**INPUT MATERIAL**:
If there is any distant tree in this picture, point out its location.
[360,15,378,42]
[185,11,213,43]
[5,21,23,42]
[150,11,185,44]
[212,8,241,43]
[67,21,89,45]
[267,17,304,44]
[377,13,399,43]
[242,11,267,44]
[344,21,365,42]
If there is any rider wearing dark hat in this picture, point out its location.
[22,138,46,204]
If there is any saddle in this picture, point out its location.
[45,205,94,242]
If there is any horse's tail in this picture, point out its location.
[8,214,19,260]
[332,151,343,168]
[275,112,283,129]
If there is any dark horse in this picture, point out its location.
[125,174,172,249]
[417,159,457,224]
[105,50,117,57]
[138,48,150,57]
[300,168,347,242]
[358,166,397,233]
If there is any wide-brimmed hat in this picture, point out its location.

* * *

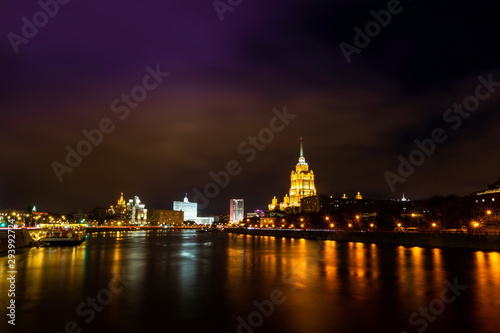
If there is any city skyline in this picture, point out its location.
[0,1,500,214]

---

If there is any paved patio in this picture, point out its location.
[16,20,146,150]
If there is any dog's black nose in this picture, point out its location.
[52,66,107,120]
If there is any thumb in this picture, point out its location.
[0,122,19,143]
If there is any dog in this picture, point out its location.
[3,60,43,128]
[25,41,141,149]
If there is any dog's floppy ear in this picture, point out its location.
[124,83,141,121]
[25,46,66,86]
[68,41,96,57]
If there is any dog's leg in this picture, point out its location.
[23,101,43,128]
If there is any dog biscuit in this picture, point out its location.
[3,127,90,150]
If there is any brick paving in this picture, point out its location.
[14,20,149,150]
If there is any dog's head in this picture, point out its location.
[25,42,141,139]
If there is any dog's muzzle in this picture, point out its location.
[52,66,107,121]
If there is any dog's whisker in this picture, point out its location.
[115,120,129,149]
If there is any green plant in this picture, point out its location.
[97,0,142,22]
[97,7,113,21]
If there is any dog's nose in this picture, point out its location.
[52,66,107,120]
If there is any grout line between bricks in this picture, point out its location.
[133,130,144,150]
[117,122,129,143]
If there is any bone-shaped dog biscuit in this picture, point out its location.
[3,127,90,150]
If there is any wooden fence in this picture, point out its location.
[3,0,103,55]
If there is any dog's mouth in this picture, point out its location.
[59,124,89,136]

**GIVEN EXERCISE**: Rewrite the part that opens with the row containing "If there is any dog's nose" and closes with the row containing "[59,124,89,136]", keeping every row. Shift each bounding-box coordinate up by 7 and leave all other text as it is.

**FULL RESPONSE**:
If there is any dog's nose in this picture, point out its location.
[59,73,114,127]
If there is any grout line between bricks in this picture, point out its location.
[140,137,151,157]
[124,129,136,150]
If there is any bone-shaped dog biscuit in this picture, point out its location.
[10,134,97,157]
If there is any wooden fence in this picture, point out its location.
[10,7,110,62]
If there is any dog's mouth in this picture, point out its location.
[66,131,96,143]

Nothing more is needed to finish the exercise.